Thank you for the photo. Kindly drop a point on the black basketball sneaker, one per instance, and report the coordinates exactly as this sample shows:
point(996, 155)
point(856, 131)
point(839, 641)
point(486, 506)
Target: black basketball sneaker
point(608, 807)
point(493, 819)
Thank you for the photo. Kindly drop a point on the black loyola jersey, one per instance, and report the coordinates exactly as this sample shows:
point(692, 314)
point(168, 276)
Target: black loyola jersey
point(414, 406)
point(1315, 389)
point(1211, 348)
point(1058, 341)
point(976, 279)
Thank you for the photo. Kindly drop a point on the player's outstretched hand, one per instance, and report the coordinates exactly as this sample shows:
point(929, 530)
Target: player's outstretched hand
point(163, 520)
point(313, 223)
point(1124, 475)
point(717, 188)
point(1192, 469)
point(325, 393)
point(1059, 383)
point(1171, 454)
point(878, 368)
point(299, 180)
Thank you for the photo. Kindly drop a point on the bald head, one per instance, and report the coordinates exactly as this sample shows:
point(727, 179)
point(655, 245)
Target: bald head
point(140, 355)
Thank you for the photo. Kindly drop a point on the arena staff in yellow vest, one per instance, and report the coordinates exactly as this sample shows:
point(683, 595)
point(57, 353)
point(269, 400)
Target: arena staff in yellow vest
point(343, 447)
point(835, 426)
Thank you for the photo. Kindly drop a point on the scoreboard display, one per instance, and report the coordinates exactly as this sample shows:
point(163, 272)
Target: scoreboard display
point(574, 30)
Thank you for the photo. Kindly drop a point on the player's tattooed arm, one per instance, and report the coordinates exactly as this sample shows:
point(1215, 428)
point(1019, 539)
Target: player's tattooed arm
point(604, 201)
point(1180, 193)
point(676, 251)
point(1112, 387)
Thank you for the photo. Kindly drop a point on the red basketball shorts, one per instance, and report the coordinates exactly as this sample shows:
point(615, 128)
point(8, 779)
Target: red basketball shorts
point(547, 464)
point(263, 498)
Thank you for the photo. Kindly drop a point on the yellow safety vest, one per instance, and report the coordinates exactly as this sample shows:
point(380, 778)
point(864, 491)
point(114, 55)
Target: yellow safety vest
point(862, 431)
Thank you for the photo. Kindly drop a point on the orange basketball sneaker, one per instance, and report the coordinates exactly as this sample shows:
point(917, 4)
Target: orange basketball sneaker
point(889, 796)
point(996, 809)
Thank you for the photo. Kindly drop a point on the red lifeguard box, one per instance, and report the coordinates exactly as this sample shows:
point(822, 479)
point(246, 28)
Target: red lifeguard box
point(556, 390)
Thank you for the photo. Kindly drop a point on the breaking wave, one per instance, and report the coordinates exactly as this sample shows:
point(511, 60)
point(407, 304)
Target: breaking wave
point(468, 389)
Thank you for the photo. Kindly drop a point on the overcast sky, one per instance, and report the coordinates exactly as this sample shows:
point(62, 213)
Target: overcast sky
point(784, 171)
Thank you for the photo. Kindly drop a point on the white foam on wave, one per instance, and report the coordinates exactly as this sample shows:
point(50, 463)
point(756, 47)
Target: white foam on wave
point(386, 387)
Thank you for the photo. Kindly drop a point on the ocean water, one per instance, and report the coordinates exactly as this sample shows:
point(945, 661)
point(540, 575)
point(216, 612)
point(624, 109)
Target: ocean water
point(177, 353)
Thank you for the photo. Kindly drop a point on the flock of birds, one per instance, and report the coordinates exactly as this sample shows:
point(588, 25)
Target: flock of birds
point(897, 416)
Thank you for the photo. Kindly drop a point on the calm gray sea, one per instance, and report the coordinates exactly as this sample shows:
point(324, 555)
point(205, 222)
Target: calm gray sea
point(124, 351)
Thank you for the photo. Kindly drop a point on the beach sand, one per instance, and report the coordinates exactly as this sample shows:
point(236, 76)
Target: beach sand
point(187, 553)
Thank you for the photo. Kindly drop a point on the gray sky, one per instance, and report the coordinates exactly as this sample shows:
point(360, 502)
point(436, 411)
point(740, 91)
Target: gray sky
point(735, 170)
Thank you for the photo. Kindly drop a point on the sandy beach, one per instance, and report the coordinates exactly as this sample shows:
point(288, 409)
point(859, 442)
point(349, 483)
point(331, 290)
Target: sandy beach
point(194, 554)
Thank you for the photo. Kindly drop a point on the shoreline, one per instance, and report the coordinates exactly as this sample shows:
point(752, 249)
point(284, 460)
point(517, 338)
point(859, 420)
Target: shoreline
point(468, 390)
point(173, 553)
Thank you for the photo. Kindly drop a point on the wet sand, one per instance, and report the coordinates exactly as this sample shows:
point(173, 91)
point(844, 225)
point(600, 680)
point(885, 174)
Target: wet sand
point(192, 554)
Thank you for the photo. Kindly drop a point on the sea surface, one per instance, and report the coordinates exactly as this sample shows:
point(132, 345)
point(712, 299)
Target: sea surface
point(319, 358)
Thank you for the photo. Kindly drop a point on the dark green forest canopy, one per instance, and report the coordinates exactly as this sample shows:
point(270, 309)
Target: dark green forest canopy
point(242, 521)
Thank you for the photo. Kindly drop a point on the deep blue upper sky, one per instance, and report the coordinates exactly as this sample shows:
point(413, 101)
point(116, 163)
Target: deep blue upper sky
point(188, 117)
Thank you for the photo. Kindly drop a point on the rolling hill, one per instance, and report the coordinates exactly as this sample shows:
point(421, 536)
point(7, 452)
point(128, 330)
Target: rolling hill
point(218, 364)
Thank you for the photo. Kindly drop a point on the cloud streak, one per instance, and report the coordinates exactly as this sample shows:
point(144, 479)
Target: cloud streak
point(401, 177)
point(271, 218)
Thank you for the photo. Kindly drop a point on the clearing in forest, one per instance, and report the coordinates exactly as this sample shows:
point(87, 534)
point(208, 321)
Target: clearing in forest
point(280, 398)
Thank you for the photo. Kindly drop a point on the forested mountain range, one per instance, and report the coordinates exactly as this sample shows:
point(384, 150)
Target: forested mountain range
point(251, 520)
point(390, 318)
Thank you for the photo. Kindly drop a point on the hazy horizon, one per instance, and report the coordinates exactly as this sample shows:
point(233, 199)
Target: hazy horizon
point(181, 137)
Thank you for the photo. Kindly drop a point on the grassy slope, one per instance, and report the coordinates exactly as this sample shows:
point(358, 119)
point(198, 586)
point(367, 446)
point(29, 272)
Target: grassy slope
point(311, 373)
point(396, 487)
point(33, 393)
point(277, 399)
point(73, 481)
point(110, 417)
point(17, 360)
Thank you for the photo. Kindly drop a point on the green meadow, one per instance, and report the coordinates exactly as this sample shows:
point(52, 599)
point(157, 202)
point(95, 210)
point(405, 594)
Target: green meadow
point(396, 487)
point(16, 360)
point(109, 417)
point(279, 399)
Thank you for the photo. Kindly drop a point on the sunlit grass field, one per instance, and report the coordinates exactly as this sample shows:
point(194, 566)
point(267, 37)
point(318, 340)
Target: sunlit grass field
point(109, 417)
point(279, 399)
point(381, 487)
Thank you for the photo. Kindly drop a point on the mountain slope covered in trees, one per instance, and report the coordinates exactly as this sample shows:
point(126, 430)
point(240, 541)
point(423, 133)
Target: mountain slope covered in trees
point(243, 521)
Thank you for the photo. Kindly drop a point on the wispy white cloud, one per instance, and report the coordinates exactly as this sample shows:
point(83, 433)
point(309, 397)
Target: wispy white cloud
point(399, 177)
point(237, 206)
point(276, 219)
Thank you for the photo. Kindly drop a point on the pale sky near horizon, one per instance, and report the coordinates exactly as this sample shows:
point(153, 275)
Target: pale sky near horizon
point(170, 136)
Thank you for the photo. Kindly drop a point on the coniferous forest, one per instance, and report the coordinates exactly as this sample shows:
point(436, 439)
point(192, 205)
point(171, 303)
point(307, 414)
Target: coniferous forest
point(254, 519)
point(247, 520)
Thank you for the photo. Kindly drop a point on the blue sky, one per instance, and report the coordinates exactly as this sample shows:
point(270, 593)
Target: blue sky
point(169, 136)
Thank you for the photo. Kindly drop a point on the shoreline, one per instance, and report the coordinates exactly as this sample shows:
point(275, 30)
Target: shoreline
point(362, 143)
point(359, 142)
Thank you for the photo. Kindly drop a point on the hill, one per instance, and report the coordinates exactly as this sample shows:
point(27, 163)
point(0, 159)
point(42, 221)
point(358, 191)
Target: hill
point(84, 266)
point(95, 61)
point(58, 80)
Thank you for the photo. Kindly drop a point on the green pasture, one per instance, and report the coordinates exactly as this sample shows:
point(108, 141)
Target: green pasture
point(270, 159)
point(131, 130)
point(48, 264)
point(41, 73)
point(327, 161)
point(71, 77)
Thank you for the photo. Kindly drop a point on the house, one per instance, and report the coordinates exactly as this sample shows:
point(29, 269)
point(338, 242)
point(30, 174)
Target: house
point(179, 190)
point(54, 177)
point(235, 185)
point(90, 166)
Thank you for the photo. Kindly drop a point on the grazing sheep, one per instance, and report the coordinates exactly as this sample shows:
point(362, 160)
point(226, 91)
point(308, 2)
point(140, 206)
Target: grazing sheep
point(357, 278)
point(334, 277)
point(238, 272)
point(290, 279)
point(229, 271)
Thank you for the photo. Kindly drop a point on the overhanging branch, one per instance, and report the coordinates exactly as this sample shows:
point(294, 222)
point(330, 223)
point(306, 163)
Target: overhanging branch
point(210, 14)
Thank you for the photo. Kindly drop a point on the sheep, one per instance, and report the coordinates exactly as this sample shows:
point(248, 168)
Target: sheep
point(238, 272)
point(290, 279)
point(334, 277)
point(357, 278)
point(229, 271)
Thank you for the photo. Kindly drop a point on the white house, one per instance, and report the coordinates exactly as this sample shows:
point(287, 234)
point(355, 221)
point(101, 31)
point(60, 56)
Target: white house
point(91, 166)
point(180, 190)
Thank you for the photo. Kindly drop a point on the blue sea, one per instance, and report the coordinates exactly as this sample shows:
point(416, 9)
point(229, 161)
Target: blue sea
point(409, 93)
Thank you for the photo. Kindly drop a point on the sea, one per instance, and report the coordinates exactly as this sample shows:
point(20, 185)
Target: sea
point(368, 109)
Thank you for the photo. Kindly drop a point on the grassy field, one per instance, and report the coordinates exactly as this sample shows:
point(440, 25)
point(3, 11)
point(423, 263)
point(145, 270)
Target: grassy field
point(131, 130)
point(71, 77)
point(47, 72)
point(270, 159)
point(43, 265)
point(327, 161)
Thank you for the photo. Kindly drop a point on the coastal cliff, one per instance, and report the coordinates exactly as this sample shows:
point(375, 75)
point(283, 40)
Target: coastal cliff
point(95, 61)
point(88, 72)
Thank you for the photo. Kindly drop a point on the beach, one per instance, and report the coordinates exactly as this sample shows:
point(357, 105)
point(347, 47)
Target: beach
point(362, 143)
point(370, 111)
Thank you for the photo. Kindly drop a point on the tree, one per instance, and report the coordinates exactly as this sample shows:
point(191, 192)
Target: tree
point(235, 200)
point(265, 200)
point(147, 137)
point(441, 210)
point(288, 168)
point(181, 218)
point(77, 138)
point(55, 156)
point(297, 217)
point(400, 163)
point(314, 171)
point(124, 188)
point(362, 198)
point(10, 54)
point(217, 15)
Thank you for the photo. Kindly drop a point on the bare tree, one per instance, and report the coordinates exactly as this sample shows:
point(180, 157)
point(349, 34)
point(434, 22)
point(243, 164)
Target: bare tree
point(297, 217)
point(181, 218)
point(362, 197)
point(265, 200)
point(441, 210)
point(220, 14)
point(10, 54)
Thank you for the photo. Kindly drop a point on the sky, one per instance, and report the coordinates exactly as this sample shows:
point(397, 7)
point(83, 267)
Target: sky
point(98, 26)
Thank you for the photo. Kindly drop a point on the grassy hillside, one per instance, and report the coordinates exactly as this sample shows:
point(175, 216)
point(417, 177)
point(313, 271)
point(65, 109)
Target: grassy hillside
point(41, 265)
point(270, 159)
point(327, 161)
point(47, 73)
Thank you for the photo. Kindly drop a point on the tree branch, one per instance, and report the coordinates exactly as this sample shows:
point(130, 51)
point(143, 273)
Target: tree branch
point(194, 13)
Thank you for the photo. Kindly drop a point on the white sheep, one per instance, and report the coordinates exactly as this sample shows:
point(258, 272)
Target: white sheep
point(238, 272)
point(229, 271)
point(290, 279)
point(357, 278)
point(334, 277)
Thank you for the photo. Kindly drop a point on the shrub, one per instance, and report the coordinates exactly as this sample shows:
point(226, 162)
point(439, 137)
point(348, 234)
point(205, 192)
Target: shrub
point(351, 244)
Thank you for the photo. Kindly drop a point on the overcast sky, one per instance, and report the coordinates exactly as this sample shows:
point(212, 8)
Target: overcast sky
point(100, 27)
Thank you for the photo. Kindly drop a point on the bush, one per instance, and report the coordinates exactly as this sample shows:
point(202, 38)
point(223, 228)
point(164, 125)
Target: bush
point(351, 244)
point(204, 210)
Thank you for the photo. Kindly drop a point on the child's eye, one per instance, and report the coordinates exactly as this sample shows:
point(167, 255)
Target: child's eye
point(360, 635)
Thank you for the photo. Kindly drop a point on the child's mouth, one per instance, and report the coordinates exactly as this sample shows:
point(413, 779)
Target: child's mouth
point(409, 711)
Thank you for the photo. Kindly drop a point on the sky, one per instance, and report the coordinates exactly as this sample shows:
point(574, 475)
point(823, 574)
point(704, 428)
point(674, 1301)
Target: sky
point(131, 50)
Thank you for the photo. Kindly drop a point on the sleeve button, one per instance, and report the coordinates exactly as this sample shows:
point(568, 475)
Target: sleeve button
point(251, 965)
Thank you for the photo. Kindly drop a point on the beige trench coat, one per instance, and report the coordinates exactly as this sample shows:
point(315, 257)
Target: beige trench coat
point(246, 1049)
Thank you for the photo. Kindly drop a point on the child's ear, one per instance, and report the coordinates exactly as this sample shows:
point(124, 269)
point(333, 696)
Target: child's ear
━━━━━━
◆ **TASK DESCRIPTION**:
Rewrite the records between the lines holding "on the sandy" and "point(173, 553)", inclusive, and substitute "waterline" for "shoreline" while leaving everything else unchanged.

◆ **RESULT OF THE TASK**:
Thank you for the photo. Kindly drop a point on the sandy beach, one per instance, and report the coordinates exactly as this sample shows:
point(288, 409)
point(859, 442)
point(349, 483)
point(331, 290)
Target: sandy beach
point(194, 554)
Thank you for the photo. Kindly drop a point on the waterline, one per instance, and report the coordinates exactly as this sample shows:
point(752, 249)
point(284, 460)
point(517, 338)
point(859, 420)
Target: waterline
point(468, 390)
point(173, 553)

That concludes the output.